SELECTED EXTRACT ▸
== == ==

Originally posted by mav:
If anyone can tell me how come that technique works seemingly all the time until you hit a negative value and how to appropriately deal with converting negatives by hand (binary to base 10 and base 10 to binary) i'd appreciate it. I would love to know what -38 looks like in binary and what rule i'm missing so i can get past this section cause continuing to look at it is driving me nuts .
thanks for your help
I think I can answer at least some of your questions. It is possible to extrapolate from things said in the K&B book that you're using to get a clear procedure for figuring negative numbers by hand. For example, suppose you have the following *int* bits:
(A) 1111...1101 1010
where there's 32 bits, and the '...' all represent 1111's. You know it's a negative number b/c the leftmost bit is 1. (Right, you with me?).
Now, procedure to calculate what negative number it is:
Flip all the bits(1's to 0's, and 0's to 1's), and then add 1. Whatever number that is, just consider it negative, and your done.
So, in (A) above, flip it to get:
0000....0010 0101
What binary number is that? 37. Now add the 1 to get 38. Now add negative sign, -38. And your done. So (A) above represents -38, like you wanted to see.
Now, take the 'reverse' of the above procedure to figure out how to represent some number as a negative (rather than having negative bits from the start). (Remember you wanted to see this all manually.)

== == ==

AVAILABLE RECORDS ▸

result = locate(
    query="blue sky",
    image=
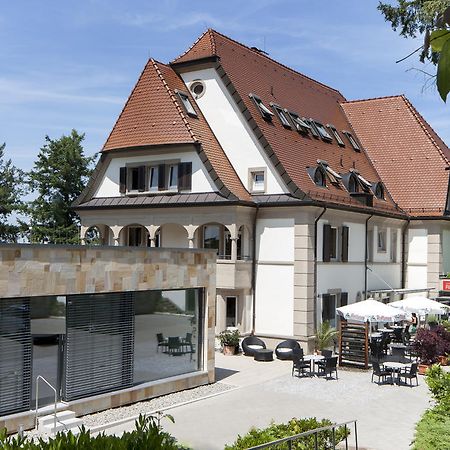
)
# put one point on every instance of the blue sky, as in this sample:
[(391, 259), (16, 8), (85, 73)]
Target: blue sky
[(72, 64)]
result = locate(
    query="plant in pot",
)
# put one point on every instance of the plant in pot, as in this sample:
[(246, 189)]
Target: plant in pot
[(325, 335), (229, 340)]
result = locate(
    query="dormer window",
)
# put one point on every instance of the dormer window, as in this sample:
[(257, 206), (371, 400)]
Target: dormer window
[(336, 135), (378, 190), (186, 103), (282, 115), (352, 141), (323, 132), (263, 109), (300, 125)]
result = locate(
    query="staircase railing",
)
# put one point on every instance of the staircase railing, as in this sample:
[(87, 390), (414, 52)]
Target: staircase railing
[(41, 378), (289, 440)]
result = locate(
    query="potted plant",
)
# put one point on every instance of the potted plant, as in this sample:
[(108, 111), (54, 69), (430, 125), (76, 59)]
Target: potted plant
[(229, 340), (325, 335)]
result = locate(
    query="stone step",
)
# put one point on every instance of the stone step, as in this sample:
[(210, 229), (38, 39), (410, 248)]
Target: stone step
[(50, 418)]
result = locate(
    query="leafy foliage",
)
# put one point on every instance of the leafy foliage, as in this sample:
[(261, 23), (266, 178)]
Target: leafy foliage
[(429, 344), (295, 426), (11, 190), (147, 435), (431, 18), (59, 175), (433, 429), (325, 335)]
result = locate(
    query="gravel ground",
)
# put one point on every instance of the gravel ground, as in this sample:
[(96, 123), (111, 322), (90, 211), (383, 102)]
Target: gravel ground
[(155, 404)]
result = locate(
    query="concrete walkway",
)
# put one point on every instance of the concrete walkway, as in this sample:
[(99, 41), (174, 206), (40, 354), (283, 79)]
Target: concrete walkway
[(266, 391)]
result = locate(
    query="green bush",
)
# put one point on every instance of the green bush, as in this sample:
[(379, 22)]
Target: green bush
[(295, 426), (433, 429), (147, 435)]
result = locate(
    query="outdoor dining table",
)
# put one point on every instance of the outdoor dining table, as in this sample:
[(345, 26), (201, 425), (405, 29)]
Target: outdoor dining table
[(313, 359), (396, 367)]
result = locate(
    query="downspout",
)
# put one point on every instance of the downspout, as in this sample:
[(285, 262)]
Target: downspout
[(366, 257), (254, 272), (315, 266), (404, 230)]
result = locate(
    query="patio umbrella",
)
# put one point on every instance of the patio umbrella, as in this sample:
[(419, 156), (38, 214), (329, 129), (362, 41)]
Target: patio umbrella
[(371, 311), (420, 305)]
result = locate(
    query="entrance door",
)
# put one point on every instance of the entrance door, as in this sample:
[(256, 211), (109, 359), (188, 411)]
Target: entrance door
[(231, 310)]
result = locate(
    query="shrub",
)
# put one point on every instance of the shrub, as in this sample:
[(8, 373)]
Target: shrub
[(148, 434), (295, 426)]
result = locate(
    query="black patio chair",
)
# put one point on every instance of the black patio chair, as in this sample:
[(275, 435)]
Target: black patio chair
[(284, 350), (379, 372), (329, 367), (251, 344), (299, 365), (410, 374)]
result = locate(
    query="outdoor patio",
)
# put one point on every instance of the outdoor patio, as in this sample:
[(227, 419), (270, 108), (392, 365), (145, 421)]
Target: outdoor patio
[(266, 391)]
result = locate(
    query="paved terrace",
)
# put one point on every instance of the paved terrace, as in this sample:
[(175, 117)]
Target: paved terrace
[(266, 391)]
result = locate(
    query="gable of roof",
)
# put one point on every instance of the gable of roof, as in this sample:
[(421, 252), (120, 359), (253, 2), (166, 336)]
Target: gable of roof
[(405, 150), (245, 71)]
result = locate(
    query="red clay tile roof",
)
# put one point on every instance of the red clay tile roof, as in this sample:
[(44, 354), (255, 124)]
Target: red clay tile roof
[(152, 116), (253, 72), (407, 153)]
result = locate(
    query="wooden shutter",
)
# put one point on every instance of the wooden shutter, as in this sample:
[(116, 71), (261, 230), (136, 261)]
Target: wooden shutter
[(185, 176), (344, 245), (123, 180), (162, 177), (141, 178), (326, 242)]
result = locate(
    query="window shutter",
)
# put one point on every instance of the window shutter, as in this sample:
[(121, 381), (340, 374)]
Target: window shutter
[(185, 176), (344, 247), (141, 178), (326, 243), (162, 177), (123, 180)]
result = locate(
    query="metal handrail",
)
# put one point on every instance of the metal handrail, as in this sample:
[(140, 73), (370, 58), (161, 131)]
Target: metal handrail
[(290, 439), (40, 377)]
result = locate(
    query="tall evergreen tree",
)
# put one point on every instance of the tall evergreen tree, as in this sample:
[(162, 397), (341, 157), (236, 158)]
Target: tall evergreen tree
[(11, 190), (58, 177)]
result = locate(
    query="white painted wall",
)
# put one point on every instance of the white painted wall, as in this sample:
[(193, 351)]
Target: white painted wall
[(174, 236), (109, 185), (275, 299), (232, 130), (275, 240)]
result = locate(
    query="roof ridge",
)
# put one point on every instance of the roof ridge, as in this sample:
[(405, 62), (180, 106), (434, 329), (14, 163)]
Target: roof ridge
[(274, 60), (374, 98), (125, 105), (421, 121), (173, 98)]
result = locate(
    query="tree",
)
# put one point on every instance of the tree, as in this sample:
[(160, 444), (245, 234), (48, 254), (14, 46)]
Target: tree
[(432, 19), (59, 175), (11, 190)]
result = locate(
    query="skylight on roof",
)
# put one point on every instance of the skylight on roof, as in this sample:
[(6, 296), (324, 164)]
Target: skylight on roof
[(323, 132), (263, 109), (352, 141), (281, 115), (336, 135), (186, 103), (299, 124)]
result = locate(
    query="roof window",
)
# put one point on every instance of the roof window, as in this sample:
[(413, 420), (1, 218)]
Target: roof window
[(352, 141), (300, 125), (282, 115), (186, 103), (263, 109), (323, 132), (336, 135)]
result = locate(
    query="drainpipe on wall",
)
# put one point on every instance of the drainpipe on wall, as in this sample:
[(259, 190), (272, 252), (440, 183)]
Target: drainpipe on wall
[(366, 257), (315, 266), (254, 272), (404, 230)]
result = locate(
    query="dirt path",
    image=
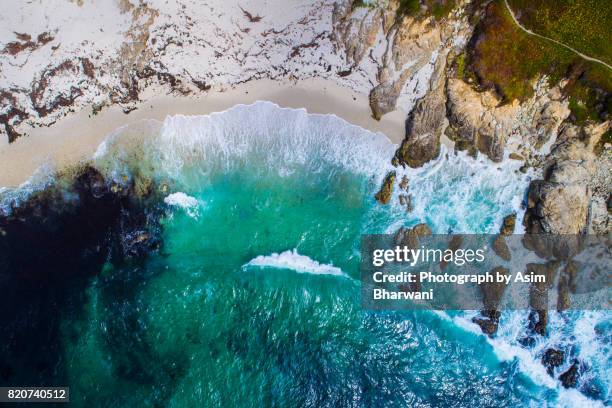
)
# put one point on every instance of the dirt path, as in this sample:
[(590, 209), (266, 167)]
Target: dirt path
[(528, 31)]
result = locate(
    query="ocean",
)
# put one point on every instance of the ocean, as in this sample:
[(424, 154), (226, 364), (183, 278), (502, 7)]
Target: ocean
[(251, 295)]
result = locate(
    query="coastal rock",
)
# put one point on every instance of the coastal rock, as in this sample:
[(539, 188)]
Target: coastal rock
[(425, 124), (410, 236), (491, 296), (560, 203), (508, 225), (489, 323), (552, 359), (569, 379), (479, 121), (386, 190), (501, 248), (404, 183)]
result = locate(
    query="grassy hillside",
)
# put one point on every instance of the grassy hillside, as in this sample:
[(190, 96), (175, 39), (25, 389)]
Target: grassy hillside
[(585, 25), (502, 57)]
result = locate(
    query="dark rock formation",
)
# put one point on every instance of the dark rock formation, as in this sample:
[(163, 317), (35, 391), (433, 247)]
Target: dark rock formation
[(569, 379), (559, 204), (386, 190), (552, 359), (52, 244), (491, 296), (508, 225), (501, 248)]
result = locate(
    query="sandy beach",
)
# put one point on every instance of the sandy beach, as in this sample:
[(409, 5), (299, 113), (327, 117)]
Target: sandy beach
[(77, 136)]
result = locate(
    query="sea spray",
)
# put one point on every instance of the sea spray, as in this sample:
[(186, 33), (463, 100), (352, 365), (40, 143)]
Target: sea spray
[(188, 323)]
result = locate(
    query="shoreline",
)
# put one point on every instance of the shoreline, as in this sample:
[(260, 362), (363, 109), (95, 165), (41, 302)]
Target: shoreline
[(77, 136)]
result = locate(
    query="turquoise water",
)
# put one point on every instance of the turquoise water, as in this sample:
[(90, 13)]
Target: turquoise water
[(253, 299)]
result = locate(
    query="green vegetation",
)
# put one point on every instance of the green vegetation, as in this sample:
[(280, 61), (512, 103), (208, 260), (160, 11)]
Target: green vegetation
[(585, 25), (606, 139), (360, 3), (503, 57)]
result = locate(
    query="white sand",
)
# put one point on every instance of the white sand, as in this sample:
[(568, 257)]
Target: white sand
[(76, 137)]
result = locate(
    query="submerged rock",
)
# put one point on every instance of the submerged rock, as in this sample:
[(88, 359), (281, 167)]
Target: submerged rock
[(552, 359), (386, 190), (569, 379), (489, 322), (508, 224)]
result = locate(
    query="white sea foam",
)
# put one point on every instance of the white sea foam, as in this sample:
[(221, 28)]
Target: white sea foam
[(506, 348), (291, 259), (264, 135)]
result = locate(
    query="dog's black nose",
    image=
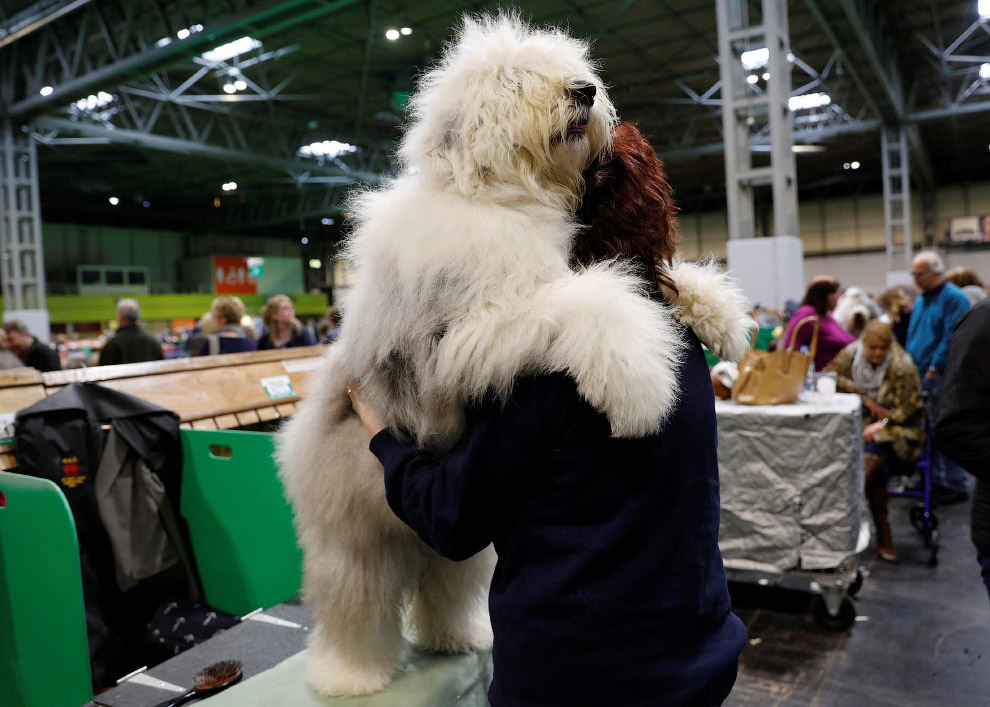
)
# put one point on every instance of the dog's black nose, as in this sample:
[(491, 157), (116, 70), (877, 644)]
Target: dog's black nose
[(585, 94)]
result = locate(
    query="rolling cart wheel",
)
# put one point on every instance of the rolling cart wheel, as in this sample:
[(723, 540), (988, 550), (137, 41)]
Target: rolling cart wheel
[(841, 621), (933, 550), (918, 519), (856, 584)]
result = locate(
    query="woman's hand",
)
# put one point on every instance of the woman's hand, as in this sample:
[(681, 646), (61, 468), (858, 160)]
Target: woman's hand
[(877, 411), (870, 431), (369, 418)]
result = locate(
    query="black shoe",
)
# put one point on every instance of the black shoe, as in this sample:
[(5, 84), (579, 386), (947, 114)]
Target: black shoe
[(943, 496)]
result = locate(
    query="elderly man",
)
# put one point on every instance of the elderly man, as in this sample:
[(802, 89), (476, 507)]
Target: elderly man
[(933, 318), (131, 344), (31, 351), (962, 424)]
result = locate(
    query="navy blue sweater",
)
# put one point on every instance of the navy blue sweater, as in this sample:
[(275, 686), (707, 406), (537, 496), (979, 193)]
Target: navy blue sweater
[(609, 587)]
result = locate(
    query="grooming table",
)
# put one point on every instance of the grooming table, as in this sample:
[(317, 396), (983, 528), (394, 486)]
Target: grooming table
[(271, 648)]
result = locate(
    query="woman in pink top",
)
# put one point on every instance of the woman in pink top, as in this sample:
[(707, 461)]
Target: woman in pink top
[(819, 300)]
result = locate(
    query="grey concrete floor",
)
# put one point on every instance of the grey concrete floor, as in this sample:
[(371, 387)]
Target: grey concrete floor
[(922, 637)]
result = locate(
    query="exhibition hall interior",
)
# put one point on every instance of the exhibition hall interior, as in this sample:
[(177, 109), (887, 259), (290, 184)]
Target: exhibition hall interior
[(566, 353)]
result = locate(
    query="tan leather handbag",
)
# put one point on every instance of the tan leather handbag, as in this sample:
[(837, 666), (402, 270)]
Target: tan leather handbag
[(774, 377)]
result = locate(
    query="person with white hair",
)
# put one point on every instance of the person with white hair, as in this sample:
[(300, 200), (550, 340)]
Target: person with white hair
[(131, 343), (933, 318)]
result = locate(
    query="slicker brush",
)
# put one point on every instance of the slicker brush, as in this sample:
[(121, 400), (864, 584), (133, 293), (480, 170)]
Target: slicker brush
[(209, 681)]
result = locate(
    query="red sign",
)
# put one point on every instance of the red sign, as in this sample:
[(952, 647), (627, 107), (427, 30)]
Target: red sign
[(230, 276)]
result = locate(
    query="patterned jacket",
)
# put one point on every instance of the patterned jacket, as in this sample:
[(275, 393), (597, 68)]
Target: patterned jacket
[(900, 393)]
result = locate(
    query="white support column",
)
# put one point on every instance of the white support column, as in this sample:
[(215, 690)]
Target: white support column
[(755, 103), (23, 266), (749, 108), (896, 202)]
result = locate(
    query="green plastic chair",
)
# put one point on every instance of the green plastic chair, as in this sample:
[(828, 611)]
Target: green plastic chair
[(44, 654), (239, 521)]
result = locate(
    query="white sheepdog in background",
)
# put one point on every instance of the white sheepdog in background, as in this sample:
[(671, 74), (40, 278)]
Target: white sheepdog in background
[(462, 284)]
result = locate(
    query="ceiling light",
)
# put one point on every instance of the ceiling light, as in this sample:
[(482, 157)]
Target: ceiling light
[(755, 58), (232, 49), (327, 148), (808, 100)]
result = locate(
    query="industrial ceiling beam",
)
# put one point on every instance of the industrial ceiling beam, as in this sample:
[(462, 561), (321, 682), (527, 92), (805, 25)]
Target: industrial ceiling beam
[(258, 22), (197, 149), (869, 36)]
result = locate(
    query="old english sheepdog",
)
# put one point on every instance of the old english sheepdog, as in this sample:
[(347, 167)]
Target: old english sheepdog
[(462, 283)]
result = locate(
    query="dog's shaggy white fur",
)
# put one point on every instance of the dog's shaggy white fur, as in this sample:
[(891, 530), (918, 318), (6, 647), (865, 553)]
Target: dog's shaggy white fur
[(462, 285)]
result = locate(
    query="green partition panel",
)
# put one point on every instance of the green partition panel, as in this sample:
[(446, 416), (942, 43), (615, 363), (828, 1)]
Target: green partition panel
[(239, 521), (44, 654)]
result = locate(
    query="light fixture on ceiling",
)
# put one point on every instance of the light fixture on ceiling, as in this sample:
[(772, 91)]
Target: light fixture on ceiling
[(327, 148), (755, 58), (232, 49), (807, 101)]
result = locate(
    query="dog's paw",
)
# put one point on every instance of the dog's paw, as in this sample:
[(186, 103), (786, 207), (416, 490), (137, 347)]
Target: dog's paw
[(467, 639), (332, 675)]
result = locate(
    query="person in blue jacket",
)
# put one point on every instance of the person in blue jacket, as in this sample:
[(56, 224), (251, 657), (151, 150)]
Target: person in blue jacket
[(609, 587), (935, 314)]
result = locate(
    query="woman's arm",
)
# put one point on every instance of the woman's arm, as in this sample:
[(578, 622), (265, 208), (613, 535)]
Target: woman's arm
[(455, 503)]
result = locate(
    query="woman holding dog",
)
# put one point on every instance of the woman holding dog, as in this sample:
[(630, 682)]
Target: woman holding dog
[(609, 587)]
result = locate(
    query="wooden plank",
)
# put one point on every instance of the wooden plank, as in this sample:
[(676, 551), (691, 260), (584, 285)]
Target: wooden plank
[(98, 374), (226, 422), (15, 398), (268, 413), (247, 418), (19, 376)]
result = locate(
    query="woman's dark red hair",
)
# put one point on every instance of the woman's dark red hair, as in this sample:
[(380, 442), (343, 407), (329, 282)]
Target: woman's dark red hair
[(628, 208)]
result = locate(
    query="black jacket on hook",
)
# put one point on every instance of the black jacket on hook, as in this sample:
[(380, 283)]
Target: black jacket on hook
[(118, 461)]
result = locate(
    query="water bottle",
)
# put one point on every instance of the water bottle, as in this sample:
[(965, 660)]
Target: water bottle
[(809, 380)]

== == ==

TO BE DONE ▸
A) Repeat the rows from the start through the line containing "[(325, 335), (229, 340)]", including both ends, and leave out the pictures.
B) Go on with the post about converting negative numbers to and from binary by hand, picking up after its last sentence.

PER-TASK OUTPUTS ▸
A)
result = locate(
    query="blue sky",
    image=
)
# put one point on every instance of the blue sky, as in this sample:
[(391, 259), (16, 8), (85, 73)]
Target: blue sky
[(72, 64)]
result = locate(
    query="plant in pot",
)
# put one point on every instance of the plant in pot, as in this sample:
[(246, 189)]
Target: plant in pot
[(325, 335), (229, 340)]

B)
Suppose you want to know how to represent -17. Well, you know that you need some bit arrangement such that *when it's flipped, it will equal 16* (the 1 added to that will then make 17). The following will do that:
(B) 1111...1110 1111.
This bit number represents your -17. As a check, run the first procedure to calculate its value. (Again, it's a negative, so flip bits, then add one, then take the negative.)
Flipping (B) gives you:
0000...0001 0000, which is 16. Add 1 to get 17. Take negative, -17.
Remember, during this operation, the number being worked on is 'promoted' to an int, so there are some extra steps if, say, you're shifting a byte.
Example:
byte b = -13;
b = (byte)(b >> 2);
To work this through with no shortcuts, it goes:
1. Promote -13 to an int and represent it:
(C) 1111...0011 (where the '...'s are all 1's. As an exercise satisfy yourself that this represents -13 using the above procedure).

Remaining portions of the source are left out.